Exercise aim: Please set down the part of the newborn screening text below word for word, starting with "In 2007, we" and going on through "just the beginning!".

Today kicks off Newborn Screening Awareness month! For years, we lobbied in Washington D.C. to add Severe Combined Immunodeficiency (SCID) to the national newborn screening panel. Without proper diagnosis, life expectancy for SCID patients is only one year. We appeared before the US Congress and continued to advocate--we were determined to help and educate as many families as possible.
In 2007, we agreed to share the costs of a pilot program to screen newborns for SCID in partnership with the state of Wisconsin. The pilot program began in January 2008 and 10,000 newborns were tested. Based on the success of the pilot, Wisconsin officially adopted SCID for Newborn Screening. This was just the beginning!
We kept sharing our story, speaking to families, and lobbying whenever we could. In 2010, the US Secretary of Health and Human Services recommended SCID to the National Core Panel. It would be the first addition in twelve years! We were thrilled, until we found out that this was just a recommendation—we would still need to convince each state individually. So, we kept pushing.
Finally, in 2018, NBS for SCID was implemented in all 50 states, Washington D.C., Puerto Rico, and the Navajo Nation. By the end of 2023, nearly 42 million babies will have been screened in the United States alone!
There are now several countries conducting population screening for SCID, including Austria, Belgium, Brazil, Denmark, Germany, Iceland, Ireland (ADA SCID only), Israel, Lebanon, New Zealand, Netherlands, Norway, Russia, Singapore, Sweden, Switzerland, and Taiwan. Pilot programs are currently underway in Chile, China, Czech Republic, France, Japan, Poland, Saudi Arabia, South Korea, Spain, Turkey, Ukraine, and Vietnam.

Given records:
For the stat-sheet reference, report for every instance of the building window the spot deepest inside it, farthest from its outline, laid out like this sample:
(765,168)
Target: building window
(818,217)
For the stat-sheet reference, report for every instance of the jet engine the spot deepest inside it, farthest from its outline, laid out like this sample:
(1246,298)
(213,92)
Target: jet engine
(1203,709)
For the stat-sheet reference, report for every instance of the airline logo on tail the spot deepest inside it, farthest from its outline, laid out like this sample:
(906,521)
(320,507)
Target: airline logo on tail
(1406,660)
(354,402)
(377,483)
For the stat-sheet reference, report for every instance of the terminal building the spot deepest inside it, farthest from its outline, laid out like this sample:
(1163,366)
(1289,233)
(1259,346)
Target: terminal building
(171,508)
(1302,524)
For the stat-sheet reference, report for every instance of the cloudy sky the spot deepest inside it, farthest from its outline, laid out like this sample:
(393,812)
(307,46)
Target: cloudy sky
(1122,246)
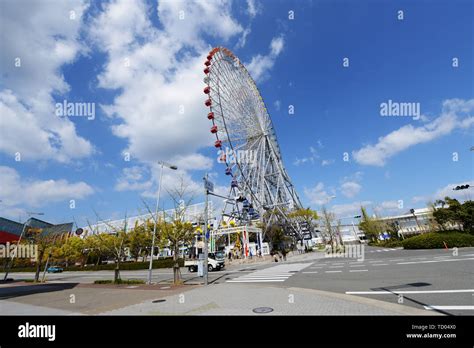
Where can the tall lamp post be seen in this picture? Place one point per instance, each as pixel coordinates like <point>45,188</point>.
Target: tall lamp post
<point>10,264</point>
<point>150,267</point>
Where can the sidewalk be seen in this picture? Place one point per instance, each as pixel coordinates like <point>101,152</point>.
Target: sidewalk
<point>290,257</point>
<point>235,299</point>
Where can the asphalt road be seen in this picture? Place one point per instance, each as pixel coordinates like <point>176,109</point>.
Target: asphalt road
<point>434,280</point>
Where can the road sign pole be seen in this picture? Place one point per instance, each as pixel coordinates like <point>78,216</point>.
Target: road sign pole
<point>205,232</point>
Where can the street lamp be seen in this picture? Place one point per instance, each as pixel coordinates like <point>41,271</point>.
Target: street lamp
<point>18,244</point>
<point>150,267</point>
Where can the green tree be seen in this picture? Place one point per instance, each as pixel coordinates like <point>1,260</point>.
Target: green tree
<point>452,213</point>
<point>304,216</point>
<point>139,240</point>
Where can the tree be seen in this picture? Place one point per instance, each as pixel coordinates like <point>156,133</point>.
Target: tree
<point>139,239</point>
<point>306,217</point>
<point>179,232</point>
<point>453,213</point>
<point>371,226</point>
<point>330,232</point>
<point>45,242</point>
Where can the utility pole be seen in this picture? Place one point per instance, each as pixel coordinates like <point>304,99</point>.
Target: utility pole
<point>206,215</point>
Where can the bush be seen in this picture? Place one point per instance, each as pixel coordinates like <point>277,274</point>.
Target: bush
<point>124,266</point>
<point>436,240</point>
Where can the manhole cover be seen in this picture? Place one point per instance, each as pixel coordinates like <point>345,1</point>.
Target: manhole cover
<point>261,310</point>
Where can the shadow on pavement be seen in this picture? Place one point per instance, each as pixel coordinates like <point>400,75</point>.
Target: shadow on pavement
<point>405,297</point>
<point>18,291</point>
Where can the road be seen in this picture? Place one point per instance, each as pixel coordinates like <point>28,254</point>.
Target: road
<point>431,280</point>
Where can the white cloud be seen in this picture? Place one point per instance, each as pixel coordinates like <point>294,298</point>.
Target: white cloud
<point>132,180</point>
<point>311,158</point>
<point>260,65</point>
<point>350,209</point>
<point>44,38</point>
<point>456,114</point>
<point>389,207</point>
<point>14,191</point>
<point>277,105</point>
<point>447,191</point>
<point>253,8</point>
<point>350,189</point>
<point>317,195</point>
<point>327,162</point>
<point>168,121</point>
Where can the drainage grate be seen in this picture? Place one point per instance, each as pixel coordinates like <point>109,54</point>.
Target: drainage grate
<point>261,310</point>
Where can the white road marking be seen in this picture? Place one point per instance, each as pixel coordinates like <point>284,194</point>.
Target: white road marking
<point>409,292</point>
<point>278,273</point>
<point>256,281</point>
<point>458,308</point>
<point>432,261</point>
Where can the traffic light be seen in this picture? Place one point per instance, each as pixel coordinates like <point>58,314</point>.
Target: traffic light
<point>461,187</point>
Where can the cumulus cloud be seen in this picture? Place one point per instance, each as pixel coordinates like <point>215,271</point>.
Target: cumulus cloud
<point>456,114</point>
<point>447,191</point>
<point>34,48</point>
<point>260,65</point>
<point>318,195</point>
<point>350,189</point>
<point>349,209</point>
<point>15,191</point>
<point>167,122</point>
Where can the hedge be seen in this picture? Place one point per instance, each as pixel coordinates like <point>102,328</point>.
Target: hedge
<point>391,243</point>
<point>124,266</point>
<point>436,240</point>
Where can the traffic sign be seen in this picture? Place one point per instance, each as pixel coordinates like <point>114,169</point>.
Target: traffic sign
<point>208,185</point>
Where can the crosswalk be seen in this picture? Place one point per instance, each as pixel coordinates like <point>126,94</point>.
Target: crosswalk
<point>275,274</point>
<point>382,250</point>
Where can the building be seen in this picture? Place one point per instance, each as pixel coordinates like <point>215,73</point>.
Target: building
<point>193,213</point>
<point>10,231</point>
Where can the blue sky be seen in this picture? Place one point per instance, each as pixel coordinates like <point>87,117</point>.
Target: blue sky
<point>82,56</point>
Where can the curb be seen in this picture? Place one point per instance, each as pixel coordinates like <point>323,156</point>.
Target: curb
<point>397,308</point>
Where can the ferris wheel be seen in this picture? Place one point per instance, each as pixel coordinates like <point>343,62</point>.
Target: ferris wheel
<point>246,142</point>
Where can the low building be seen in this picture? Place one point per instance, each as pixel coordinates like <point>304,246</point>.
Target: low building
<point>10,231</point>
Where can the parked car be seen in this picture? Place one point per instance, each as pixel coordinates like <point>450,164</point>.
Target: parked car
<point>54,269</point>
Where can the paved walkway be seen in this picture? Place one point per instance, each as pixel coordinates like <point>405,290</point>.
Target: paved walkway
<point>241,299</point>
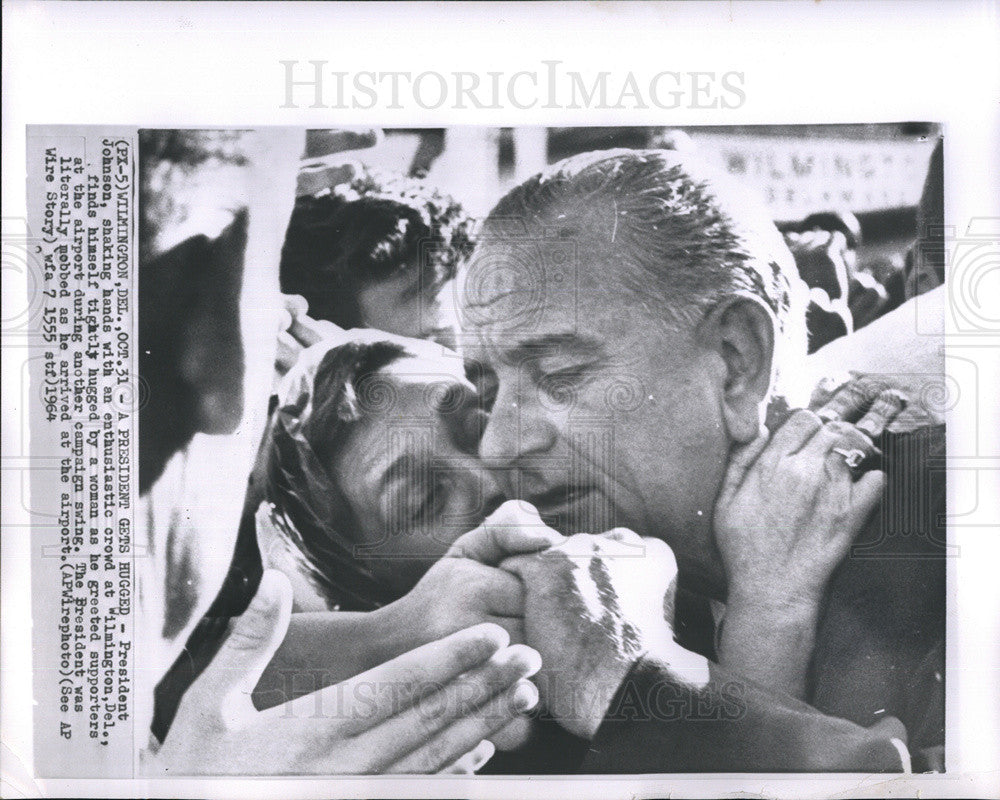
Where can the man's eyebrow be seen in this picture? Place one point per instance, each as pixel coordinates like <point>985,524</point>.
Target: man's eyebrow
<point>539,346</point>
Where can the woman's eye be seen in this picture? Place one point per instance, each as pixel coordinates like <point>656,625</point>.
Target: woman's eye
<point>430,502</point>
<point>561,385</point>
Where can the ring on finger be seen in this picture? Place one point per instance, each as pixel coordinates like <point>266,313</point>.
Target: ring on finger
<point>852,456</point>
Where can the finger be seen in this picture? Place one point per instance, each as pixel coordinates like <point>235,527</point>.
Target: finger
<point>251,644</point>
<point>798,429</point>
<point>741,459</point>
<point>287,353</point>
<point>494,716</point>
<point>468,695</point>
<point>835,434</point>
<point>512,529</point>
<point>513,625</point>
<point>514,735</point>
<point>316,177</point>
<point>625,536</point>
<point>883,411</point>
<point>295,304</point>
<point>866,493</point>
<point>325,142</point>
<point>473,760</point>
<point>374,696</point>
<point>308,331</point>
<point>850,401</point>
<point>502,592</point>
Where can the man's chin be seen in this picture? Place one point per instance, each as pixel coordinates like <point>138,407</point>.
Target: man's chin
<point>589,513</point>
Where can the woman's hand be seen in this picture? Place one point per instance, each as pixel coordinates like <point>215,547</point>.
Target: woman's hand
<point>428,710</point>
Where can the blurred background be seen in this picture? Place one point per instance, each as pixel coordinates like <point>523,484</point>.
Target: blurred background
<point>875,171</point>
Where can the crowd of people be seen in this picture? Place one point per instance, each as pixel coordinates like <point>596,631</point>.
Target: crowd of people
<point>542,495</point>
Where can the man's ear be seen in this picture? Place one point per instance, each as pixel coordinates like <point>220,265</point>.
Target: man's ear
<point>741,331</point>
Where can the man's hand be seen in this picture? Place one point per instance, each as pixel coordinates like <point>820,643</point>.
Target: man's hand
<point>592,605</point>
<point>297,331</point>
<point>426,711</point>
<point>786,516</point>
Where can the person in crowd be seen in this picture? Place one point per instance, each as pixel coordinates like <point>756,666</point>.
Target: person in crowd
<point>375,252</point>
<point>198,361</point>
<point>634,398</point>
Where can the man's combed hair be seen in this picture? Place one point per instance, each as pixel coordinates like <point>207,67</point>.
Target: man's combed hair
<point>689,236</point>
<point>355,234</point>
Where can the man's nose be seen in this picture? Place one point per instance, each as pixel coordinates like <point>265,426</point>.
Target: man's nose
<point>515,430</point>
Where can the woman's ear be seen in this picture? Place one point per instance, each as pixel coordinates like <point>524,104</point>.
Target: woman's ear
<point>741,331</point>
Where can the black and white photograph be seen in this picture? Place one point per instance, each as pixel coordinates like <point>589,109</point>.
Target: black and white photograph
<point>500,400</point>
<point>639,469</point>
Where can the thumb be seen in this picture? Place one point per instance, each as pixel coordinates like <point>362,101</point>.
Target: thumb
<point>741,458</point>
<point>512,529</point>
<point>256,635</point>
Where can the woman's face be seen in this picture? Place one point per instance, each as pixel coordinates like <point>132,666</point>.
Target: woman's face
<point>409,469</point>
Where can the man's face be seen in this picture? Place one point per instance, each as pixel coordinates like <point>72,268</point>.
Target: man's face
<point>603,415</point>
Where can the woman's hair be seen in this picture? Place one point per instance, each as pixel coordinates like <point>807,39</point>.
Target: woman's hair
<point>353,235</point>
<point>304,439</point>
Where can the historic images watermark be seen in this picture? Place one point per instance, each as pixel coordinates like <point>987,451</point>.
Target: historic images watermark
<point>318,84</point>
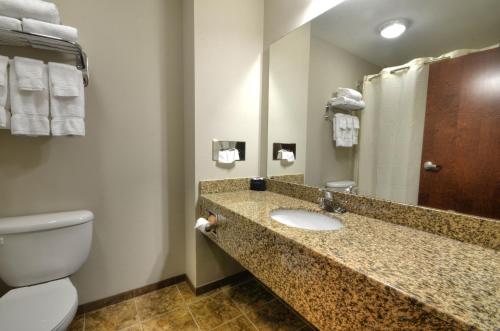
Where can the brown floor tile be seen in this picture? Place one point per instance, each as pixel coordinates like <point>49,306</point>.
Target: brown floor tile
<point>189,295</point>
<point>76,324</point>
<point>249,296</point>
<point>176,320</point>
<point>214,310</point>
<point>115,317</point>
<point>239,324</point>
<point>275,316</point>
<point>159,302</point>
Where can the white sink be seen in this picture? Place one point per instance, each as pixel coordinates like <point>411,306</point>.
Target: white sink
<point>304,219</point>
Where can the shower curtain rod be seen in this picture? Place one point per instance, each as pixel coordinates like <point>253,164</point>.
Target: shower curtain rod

Answer area:
In 2007, we agreed to share the costs of a pilot program to screen newborns for SCID in partnership with the state of Wisconsin. The pilot program began in January 2008 and 10,000 newborns were tested. Based on the success of the pilot, Wisconsin officially adopted SCID for Newborn Screening. This was just the beginning!